§ **TASK**
Report each line of the listing below that holds "table".

§ **INPUT RECORDS**
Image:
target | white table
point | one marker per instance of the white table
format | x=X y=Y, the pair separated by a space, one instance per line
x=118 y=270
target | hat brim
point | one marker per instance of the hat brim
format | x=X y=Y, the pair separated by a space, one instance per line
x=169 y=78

---

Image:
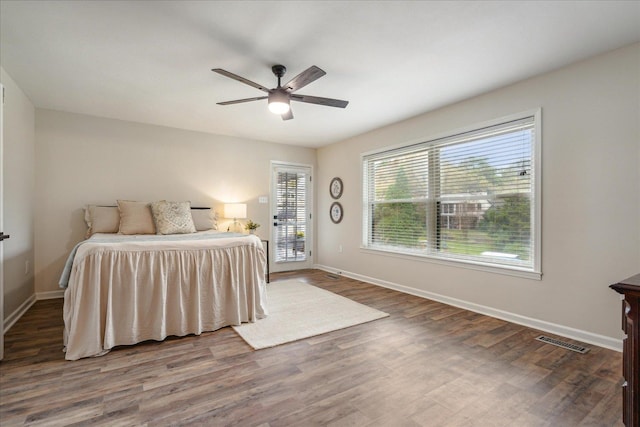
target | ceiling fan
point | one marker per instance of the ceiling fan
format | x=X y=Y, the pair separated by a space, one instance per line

...

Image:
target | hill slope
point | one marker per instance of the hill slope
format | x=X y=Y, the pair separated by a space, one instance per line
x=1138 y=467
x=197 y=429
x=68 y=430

§ **RESPONSE TO THIS EXERCISE**
target | white table
point | one marker per instance of the white table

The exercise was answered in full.